O QUE FAZER:
#1 Resuma em duas frases o excerto sobre a impugnação da paternidade.
#2 Com base no excerto sobre a impugnação da paternidade, responda:
(a) Em que prazo deve o impugnante exercer o seu direito, e a contar de quando?
(b) Que direitos com protecção constitucional seriam ofendidos pelos prazos, segundo o acórdão recorrido?
(c) Que dois argumentos o acórdão recorrido acaba por esquecer ou subalternizar?
#3 Transcreva o trecho do excerto sobre a impugnação da paternidade que começa em "L) Deste raciocínio" e segue até "1, do C.C..".

TEXTO FORNECIDO:
---------------
J) No caso destes autos,
o impugnante tem até à sua morte e desde o nascimento do pretenso filho, o
direito de impugnar a paternidade, desde que o faça no prazo de 2 anos a contar
da data em que teve conhecimento das circunstâncias de que possa concluir-se a
sua não paternidade.
K) Foi este prazo amplo
que o acórdão recorrido julgou inconstitucional, defendendo que, quando se
encontre cientificamente comprovada a não descendência, não relevam os prazos
que a lei imponha para o exercício do direito de acção constante do mencionado
artigo 1842°, n.° 1, alínea a), do C. C., por tal ofender o direito com
protecção constitucional à identidade pessoal “, o direito à integridade
pessoal “ e o direito ao desenvolvimento da personalidade consagrados nos
artigos 25º, 26.°. n.° 2, e 18.° da CRP.
L) Deste raciocínio
retira-se claramente que, à luz das mesmas considerações, não só será
inconstitucional o prazo do artigo 1842°, n.° 1, alínea a ), do C. C. aqui em
análise, como serão todos os prazos de idêntica natureza desde que demonstrada
se encontre a verdade biológica, v.g.,
os prazos constantes dos artigos 1817°, n.° 3, 1842°, n.° 1, alínea c), 1843°,
n.° 1, do C.C..
M ) O acórdão recorrido
acaba por dar uma importância extraordinária aos exames de ADN e assim ao quase
desaparecimento do argumento do envelhecimento da prova H acabando por esquecer
os outros dois argumentos (a segurança jurídica e a instrumentalização da
acção), ou subalternizando-os de tal forma que os torna absolutamente
irrelevantes.
---------------
AMOSTRA DOS DADOS:
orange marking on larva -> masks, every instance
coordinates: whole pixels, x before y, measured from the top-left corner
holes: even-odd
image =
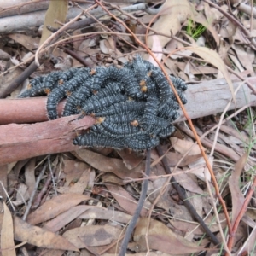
---------------
RESPOSTAS:
#1 O impugnante tem o direito de impugnar a paternidade desde o nascimento do pretenso filho até à sua morte, desde que o faça no prazo de 2 anos a contar da data em que teve conhecimento das circunstâncias de que possa concluir-se a sua não paternidade. O acórdão recorrido julgou esse prazo inconstitucional quando a não descendência esteja cientificamente comprovada, raciocínio do qual se retira que todos os prazos de idêntica natureza o seriam também, e deu uma importância extraordinária aos exames de ADN, tornando irrelevantes os argumentos da segurança jurídica e da instrumentalização da acção.

#2
(a) No prazo de 2 anos, a contar da data em que teve conhecimento das circunstâncias de que possa concluir-se a sua não paternidade.
(b) O direito à identidade pessoal, o direito à integridade pessoal e o direito ao desenvolvimento da personalidade.
(c) A segurança jurídica e a instrumentalização da acção.

#3
L) Deste raciocínio
retira-se claramente que, à luz das mesmas considerações, não só será
inconstitucional o prazo do artigo 1842°, n.° 1, alínea a ), do C. C. aqui em
análise, como serão todos os prazos de idêntica natureza desde que demonstrada
se encontre a verdade biológica, v.g.,
os prazos constantes dos artigos 1817°, n.° 3, 1842°, n.° 1, alínea c), 1843°,
n.° 1, do C.C..